If the DFA has an accept sink state only, such as multipattern matching, high selectivity may favor skipping a large portion of each input string. DFAs with a reject sink state are favored by low selectivity. In this paper, we implement regular expression matching by traversing both the DFA and the input in a data-parallel way. Our implementation traverses both the DFA for multiple strings at a time using non-contiguous loads (gathers) and also accesses different offsets of the strings without assuming lockstep processing, while amortizing the random access cost by buffering multiple bytes per string access. Finally, we use branchless vectorized code to store pointers to matching tuples (rids), replacing old strings that reach a sink state early, in order to maximize SIMD lane utilization.
Our approach works on both recent mainstream CPUs (Intel Haswell) and co-processors (Intel Xeon Phi) and is independent of the SIMD length. Our experimental evaluation shows that compared with scalar code, our implementation achieves a 2X improvement on mainstream CPUs and 5X improvement on Xeon Phi co-processors, providing a crucial tool for supporting efficient regular expression matching.
In Section 2 we present related work. In Section 3 we describe our vectorized implementation, including details such as how to access the input strings, how to traverse the DFA in parallel, and how to replace early failures. In Section 4 we present our evaluation and we conclude in Section 5.
RELATED WORK
Regular expression matching has been studied extensively. GPUs were used for fast substring matching where interleaving the strings reduces the cache pressure [13] . Earlier work considered DFA traversal inherently scalar and used NFA representations that can exploit SIMD instructions on the Cell processor [6] . Other techniques to accelerate multipattern matching on Cell reduced the alphabet to fit in SIMD registers [12] . Other work suggested breaking dependencies across iterations by enumerating transitions from all possible states per input symbol [7] . Another approach involved two steps, first matching network packet headers using a DFA, and then matching multi-stride pattern segments for the body matches using SIMD instructions [15] . Partitioning a large DFA into cache-resident pieces was evaluated in the Xeon Phi co-processor [14] . Nevertheless, regular expressions used to filter string columns as part of the query, map to DFAs that normally do not exceed the cache size.

[Saved dataset items]
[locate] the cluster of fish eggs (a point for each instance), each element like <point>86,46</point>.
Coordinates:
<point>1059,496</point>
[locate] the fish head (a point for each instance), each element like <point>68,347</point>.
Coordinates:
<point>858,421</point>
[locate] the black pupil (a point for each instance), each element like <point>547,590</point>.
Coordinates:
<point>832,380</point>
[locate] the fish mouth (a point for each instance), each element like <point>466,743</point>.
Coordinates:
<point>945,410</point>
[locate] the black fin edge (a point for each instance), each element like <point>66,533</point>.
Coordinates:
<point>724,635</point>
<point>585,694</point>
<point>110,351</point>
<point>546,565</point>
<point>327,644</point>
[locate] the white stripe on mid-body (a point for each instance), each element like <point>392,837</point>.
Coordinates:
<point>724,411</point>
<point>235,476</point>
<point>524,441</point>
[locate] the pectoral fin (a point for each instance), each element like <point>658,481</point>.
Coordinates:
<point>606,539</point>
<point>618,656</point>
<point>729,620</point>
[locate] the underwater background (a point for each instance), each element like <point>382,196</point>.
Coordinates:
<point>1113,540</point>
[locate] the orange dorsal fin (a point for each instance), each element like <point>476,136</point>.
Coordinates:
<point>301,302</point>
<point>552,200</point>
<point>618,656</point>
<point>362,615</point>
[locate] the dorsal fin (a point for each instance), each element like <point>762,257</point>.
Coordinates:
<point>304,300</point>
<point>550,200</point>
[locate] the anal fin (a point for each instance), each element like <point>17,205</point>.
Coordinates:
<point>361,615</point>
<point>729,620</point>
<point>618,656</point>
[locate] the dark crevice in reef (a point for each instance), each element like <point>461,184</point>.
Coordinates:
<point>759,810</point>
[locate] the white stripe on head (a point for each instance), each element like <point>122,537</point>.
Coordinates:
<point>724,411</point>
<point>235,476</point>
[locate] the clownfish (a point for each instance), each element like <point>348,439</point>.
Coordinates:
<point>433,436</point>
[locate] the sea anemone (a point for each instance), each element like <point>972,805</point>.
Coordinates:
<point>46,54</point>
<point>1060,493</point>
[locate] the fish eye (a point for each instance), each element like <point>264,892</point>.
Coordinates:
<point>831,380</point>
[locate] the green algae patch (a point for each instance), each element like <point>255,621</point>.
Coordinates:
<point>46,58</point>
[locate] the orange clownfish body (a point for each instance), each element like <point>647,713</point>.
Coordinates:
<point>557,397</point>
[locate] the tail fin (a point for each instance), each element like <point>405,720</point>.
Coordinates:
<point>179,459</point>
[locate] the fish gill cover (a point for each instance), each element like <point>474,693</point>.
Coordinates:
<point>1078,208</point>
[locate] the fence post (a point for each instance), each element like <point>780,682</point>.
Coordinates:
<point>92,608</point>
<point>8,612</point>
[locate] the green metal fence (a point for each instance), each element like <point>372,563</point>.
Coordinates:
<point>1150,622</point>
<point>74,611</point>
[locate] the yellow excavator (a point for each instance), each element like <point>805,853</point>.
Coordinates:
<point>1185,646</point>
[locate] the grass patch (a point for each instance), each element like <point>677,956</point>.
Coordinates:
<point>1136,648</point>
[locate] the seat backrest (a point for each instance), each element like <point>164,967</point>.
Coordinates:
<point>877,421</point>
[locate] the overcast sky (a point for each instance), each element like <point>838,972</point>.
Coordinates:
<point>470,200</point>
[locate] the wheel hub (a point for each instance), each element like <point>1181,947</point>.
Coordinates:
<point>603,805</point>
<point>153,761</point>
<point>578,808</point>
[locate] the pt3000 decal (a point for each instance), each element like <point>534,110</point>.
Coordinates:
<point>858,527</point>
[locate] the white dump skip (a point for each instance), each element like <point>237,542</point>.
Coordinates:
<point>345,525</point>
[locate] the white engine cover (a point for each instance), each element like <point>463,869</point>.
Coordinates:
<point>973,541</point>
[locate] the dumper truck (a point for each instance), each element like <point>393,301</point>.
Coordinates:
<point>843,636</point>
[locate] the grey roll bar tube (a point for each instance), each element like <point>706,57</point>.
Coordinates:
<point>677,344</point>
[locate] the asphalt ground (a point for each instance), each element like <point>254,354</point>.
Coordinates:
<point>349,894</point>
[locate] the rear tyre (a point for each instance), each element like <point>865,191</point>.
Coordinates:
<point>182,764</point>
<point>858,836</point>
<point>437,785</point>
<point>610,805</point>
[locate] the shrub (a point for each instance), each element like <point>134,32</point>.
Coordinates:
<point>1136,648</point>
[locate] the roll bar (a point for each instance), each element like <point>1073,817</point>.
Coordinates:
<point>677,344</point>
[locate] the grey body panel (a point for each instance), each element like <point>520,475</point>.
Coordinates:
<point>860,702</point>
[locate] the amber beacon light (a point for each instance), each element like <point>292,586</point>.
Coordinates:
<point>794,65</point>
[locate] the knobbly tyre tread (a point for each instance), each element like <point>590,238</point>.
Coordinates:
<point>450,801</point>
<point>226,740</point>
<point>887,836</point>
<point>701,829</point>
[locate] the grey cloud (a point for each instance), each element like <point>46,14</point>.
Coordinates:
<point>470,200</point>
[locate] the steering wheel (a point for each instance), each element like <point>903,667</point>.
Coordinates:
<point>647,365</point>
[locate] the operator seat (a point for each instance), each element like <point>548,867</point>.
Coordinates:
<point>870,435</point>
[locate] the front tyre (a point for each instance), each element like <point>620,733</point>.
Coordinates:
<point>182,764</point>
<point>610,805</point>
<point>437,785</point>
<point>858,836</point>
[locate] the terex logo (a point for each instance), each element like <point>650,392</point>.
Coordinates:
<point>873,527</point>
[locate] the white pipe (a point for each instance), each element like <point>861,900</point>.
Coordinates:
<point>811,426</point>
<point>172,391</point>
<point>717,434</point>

TO BE DONE:
1. In the passage on regular expression matching, how much faster than scalar code is the implementation on Xeon Phi co-processors?
2. Write out the lines of the rows from the very first line through the line containing "<point>858,421</point>", including both.
The passage and the rows were taken from separate sources.

TASK ANSWERS:
1. It achieves a 5X improvement.

2.
[locate] the cluster of fish eggs (a point for each instance), each element like <point>86,46</point>.
Coordinates:
<point>1059,496</point>
[locate] the fish head (a point for each instance), each element like <point>68,347</point>.
Coordinates:
<point>858,421</point>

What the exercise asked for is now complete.